## Supplied text
The previous article explored the ML403 evaluation board and FPGAs in general and gave you a very slight taste of the Platform Studio user interface. In this concluding episode, it's time to get down and dirty and start poking actual bitstreams and code onto the board. We'll explore what you can -- and cannot -- accomplish with the ML403 as shipped.
However, you always need to walk before you can run, and the first step is to understand how to build and run your code. Configuring a system entirely from scratch is a fairly involved process. Believe it or not, this is actually a feature, not a bug. At the "hardware" level (or, the HDL code), you need to be able to define how many of each peripheral your FPGA will contain, to which processor they will connect (remember that you can instantiate up to two PowerPC®s inside the Virtex4!), to which internal bus they will connect, and where they lie in the processor's address space.
Because of the startling complexity of building a system from the ground up, I'm not going to attempt to explain it in this article; I will simply modify one of the samples shipped with the EDK in order to demonstrate what's necessary in terms of initial system setup. If you want to learn about how to build FPGA systems from nothing, I suggest you start with a very simple functional example; for example, implement an AND gate or something equally trivial, map its signals to I/O pins, and build your understanding from that point. You don't need any hardware or costly software to do this; just download the free WebPACK edition of ISE and the free Xilinx edition of Modelsim, and play around in simulation.
For this little walkthrough, however, start by making a local, writable copy of the samples directory off the EDK CD-ROM. A word of warning: EDK -- or perhaps more accurately, the underlying GNU toolchain -- does not handle spaces in filenames at ALL. This means that if you're running on Microsoft® Windows®, you can't put design files on your desktop (since, by default, your desktop directory will be C:\Documents and Settings\<user name>\Desktop); the same comment applies to My Documents. To avoid this problem, start by copying the entire reference_systems directory from the EDK CD-ROM to C:\. By the way, this whitespace issue isn't an inherent limitation of the GNU toolchain; it's more a function of the EDK GUI wrapper, which doesn't recognize and correctly escape embedded whitespace in filenames when it passes these filenames to the external cygwin-hosted utilities.

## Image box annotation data
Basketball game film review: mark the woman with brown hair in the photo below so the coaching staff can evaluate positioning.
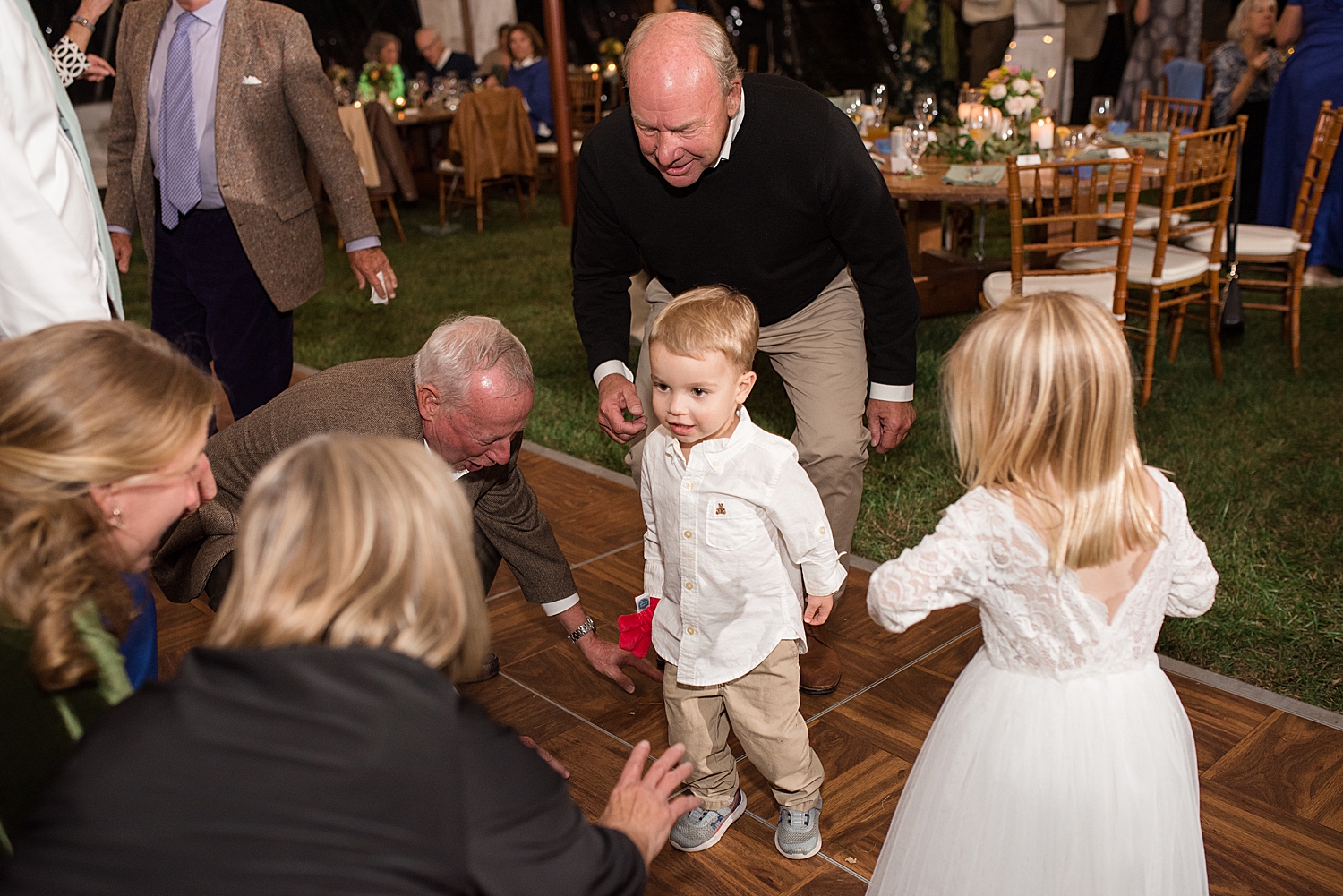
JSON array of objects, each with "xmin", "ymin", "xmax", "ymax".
[
  {"xmin": 0, "ymin": 322, "xmax": 215, "ymax": 858},
  {"xmin": 4, "ymin": 435, "xmax": 698, "ymax": 896}
]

## Exercise set
A. Rewrite the paragraph of the ML403 article that begins "For this little walkthrough" as a short bulleted list that keeps its main facts.
B. Write the next part of the ML403 article, picking up right after its last sentence.
This data stands apart from the ML403 article and is separate material.

## Answers to the problems
A.
- Make a local, writable copy of the samples directory from the EDK CD-ROM.
- EDK can't handle spaces in filenames at all.
- On Windows, this rules out keeping design files on the desktop or in My Documents, because their default paths contain spaces.
- To avoid the problem, copy the whole reference_systems directory from the CD-ROM to C:\.
- The GNU toolchain itself isn't to blame. The EDK GUI wrapper is, because it doesn't escape embedded spaces in filenames when passing them to the external cygwin-hosted utilities.

B.
Now, launch Xilinx Project Studio and at the first dialog, select Open A Recent Project, then click OK. Browse to c:\reference_systems\EDK_Projects\ml403_emb_ref_ppc and open the system.xmp file you will find there. While it's loading, connect up your ML403 board. I suggest you connect at least the serial port through nullmodem to your computer or some other terminal (configure the terminal for 9600, 8 data bits, no parity, one stop bit), and the VGA port to a spare monitor. Once the board powers up and you see the welcome menu, don't select anything -- loading some of the examples there will change the I/O mappings and the steps you'll do later won't work.
After the project finishes loading into Project Studio, you'll see a tree-format browser of hardware components in the left pane and a graphical illustration of the design flow in the right pane. (The illustration is actually a handy image map; you can click on hot spots in the picture to view a help file on topics of interest.)
The default system configuration includes a bunch of peripherals: an interrupt controller, 16550-compatible UART, a dual PS/2 device controller to handle the mouse and keyboard ports, and much more. Since this is a more or less fully configured system, I'll use it as the basis for this experiment. Ideally, all you should need to do at this point in order to build and download the complete hardware description is to select Download from the Tools menu.
Unfortunately, when you do this, XPS will check the dependencies and try to build the bitstream before downloading it. During this process, you'll see several messages like the following, and the build will fail with the error "MDT -- platgen failed with errors!":
ERROR:MDT - opb_uart16550 (opb_uart16550_0) -
C:\reference_systems\ml403_emb_ref_ppc\system.mhs:324 - invalid license
or no license found!
INFO:coreutil - Valid license for feature opb_iic_v1 not found.
You may use the customization GUI for this core but you will
not be able to generate any implementation or simulation files.
Contact Xilinx to obtain a full license for this LogiCORE. For more
information please refer to www.xilinx.com/ipcenter/ipevaluation/
FLEXlm Error: No such feature exists (-5,21)
The reason for this difficulty is that many of the cores provided with EDK are commercial; they cost money. You can see the three affected cores on the left-hand side of Figure 1 -- they're the ones that show up with a $ icon in the System tree.
Figure 1
Note that you can obtain evaluation versions of most of the commercial cores from Xilinx, but they are quite limited. You could also explore free third-party cores from sources such as opencores (see Resources), but some adaptation will definitely be necessary to connect these cores to Xilinx bus IP.
As an immediate workaround to the build issue, you could simply delete the three offending cores by right-clicking each and selecting Delete. This leaves you with a system that would build successfully, but would be quite irksome to use. You can live without Ethernet and IIC, but the UART is really vital for debugging, if nothing else; you need to fix this.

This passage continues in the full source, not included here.